Directions :: Retype the records exactly, with nothing added or dropped.

+++++

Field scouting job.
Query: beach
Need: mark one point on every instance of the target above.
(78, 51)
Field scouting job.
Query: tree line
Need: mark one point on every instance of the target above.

+++++

Solution ::
Field scouting job.
Query: beach
Need: mark one point on every instance of the target above.
(78, 51)
Field scouting job.
Query: tree line
Need: mark one point on every instance of the target above.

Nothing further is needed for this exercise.